PAGE TEXT:
begin

It's Carl from Nordea. So just a couple of questions here. Firstly, on System Solutions, I mean, a bit of a quite unusual margin drop from a historical perspective. You mentioned product mix. So I mean, is it purely Contract Manufacturing you're referring to? I mean, obviously, you mentioned also environmental tech and transportation having a sort of a negative trend. So both of those questions I would like to dwell into a bit. And also when you talk about the negative trend, are you talking to a short-term negative trend or a negative trend that you've noticed for a while? Yes, and also what is behind it?

Per Waldemarson

executive
#4

It's a good question, Carl. And I think the answer is, as always, in Lifco, there's many things coming into this one number. One reason is obviously that when we grow a lot in contract manufacturing, we have slightly lower margin there. So that has a mix effect. But that's not the whole explanation of the margin drop in this quarter. There is also some companies that had, I would say, a little bit a bad luck quarter. So maybe the margins were a little bit lower, which is normal. Quarterly profitability can vary on different subsidiaries up and down, but we have a little bit of that. And then we had a few other companies that maybe had a little bit also weaker market conditions coming into play and hence, lower margins coming in. So this is all playing together into this quarter. So it's a combination of, I would say, bad luck, luck is the wrong word, but a little bit more onetime effect that probably will not be in the next quarter. Some companies that are experienced weaker development. And then you have this mix effect where we grow much stronger in a relatively lower margin segment, so to say. So these are the 3 areas playing together.

Carl Ragnerstam

analyst
#5

That's very fair. And you mentioned contract manufacturing perhaps in April coming down to more normal levels. The problem to me at least is that I don't know what the normal level really is. Maybe you don't either. I'm not sure. But what is the normal level? Is it sequentially flattish? Or is it back to precontract? And also on that, how fast are you able to take out costs if volumes would come down?

Per Waldemarson

executive
#6

I normally would not comment on what's happening in early April. But since we had the extraordinary good deliveries now 3 quarters in a row, and we have seen a little bit weaker start in April, we have to measure something now. But we don't know what that means for May and June to be quite frank. So it's very difficult to forecast because the visibility is quite low. And we work with OEM customers, we don't have the full visibility on what's happening further down the value chain in this situation. So we don't know. And the second question, it, of course, if volumes is going to go down, then it would be some time to sort of adjust going back to normal. But we are historically being quite fast on that, but it will take some months to get things back to normalized level if that continues. But right now, we don't have visibility to draw any major conclusion on that. It was more a highlight given that we have now 3 quarters in a row, and we saw a little bit weaker start in April.

end

BRIEF 1: According to the earnings call transcript, why is it difficult to forecast contract manufacturing volumes for May and June?
BRIEF 2: Write the next part of the earnings call transcript, picking up after its final reply.

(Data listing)
begin

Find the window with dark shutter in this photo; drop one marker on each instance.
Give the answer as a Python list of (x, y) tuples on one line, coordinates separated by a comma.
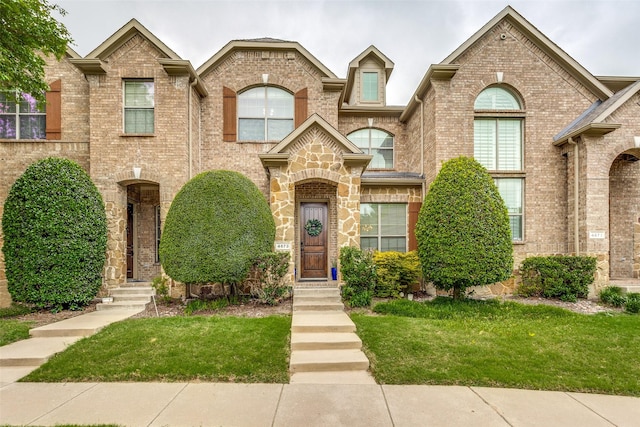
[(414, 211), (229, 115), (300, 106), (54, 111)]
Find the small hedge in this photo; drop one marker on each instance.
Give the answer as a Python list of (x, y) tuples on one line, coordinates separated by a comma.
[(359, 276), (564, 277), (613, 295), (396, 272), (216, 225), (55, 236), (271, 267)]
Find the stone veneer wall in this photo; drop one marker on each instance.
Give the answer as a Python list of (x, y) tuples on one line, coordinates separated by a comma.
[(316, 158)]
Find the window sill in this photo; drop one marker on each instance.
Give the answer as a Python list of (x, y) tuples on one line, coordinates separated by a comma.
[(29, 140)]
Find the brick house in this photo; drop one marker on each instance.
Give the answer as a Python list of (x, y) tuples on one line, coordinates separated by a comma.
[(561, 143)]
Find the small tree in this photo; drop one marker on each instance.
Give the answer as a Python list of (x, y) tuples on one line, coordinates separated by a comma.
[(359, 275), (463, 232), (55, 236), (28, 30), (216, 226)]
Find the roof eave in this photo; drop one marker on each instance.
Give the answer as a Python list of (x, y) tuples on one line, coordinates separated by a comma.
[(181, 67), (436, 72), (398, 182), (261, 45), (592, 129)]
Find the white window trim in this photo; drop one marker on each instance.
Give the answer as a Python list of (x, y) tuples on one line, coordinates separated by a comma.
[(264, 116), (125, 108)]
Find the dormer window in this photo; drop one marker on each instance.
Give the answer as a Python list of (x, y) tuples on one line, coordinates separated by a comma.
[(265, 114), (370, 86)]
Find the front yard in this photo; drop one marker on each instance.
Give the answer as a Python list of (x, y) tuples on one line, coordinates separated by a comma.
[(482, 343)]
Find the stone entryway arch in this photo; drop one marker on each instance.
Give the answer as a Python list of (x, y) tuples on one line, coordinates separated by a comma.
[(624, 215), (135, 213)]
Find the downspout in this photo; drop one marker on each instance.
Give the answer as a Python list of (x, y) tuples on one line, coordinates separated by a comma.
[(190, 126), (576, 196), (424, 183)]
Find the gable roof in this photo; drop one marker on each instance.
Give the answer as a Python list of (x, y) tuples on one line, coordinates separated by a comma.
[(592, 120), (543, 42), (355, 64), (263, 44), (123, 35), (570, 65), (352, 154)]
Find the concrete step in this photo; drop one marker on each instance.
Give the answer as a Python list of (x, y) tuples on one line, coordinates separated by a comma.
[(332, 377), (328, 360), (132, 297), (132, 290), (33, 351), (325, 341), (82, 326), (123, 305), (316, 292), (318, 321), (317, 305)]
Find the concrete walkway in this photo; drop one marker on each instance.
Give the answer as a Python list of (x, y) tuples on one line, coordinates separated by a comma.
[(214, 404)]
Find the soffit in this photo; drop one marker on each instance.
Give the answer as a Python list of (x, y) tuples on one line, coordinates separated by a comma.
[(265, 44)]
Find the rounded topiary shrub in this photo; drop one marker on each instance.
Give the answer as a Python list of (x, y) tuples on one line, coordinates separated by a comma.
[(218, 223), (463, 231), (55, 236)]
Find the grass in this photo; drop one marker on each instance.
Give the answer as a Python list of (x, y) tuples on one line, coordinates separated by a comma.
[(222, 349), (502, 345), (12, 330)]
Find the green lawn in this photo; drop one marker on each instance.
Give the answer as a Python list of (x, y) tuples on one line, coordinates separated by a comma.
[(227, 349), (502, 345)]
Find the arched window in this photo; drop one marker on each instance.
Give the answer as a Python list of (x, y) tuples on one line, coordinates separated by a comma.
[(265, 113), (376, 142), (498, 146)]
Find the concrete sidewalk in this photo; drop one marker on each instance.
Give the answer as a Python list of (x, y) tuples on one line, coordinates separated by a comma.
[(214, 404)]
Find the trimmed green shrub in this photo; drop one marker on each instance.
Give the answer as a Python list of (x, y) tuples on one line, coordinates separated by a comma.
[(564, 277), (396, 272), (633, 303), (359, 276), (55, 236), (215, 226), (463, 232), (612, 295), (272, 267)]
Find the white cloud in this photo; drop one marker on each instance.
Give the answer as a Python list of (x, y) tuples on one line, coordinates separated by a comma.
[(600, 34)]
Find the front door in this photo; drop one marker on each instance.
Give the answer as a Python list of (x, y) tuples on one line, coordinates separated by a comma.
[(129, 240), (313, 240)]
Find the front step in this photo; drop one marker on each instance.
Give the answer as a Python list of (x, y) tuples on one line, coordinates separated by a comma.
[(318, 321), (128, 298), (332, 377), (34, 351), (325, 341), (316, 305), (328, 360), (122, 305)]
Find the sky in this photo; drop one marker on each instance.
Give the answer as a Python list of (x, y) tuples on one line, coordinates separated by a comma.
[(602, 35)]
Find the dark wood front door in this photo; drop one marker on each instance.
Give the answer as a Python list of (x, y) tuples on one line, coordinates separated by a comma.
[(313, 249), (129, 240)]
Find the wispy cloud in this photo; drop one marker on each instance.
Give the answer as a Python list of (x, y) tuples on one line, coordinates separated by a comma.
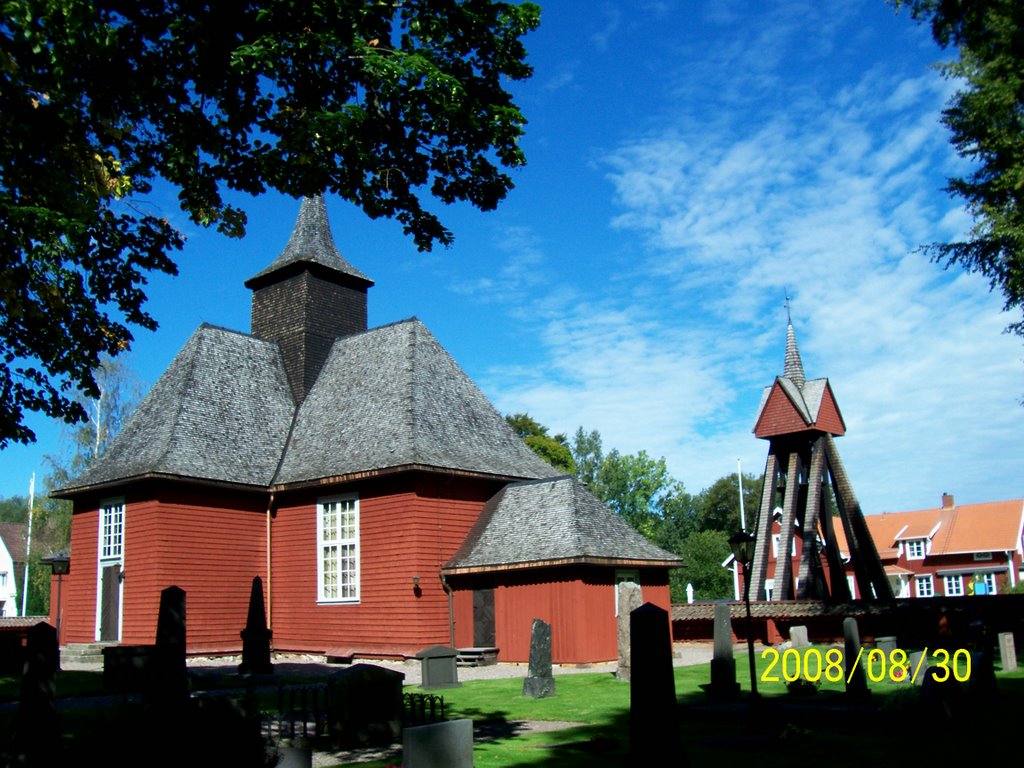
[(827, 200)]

end

EXPECTED ANSWER 1: Visibility is low because the company works with OEM customers and lacks full visibility into what is happening further down the value chain.

EXPECTED ANSWER 2:
Carl Ragnerstam

analyst
#7

But I guess, in order to be able to take out costs, you must have some kind of view what the normalized level really is? Is it sort of half of the contract uptick that you've seen? Or do you think will it go down to precontract do you think? Or is it a long-term contract that will continue for many years? Or how do you view the contract overall?

Per Waldemarson

executive
#8

No, it's volatility on the customer side. It's not that we have lost any customers or anything has changed in that regard. It's unclear around this field. So I think we cannot go into further details here, Carl. We have to address, it's very early indication, and it might also come back later on. So we just saw that it was slightly weaker in April than it was in the first quarter, and therefore, we have to highlight. And I think we have to leave it like that for now. And then we have to follow this going forward. But yes, it's unfortunately, a bit more volatile the last year in this area than we normally see, but this is like sometimes.

Carl Ragnerstam

analyst
#9

Sure. Okay. And the final one from my side, you touched upon it. I know the visibility is low. I also know that you don't want to comment on things happening post March in this case here. But looking at the tariffs, the U.S. trade war, have you noticed any sort of impact on demand in recent times here? I guess it's mostly in CapEx-driven companies, I guess, might be hesitancy from consumers to push the button to invest or start a project. Have you seen any of that yet or...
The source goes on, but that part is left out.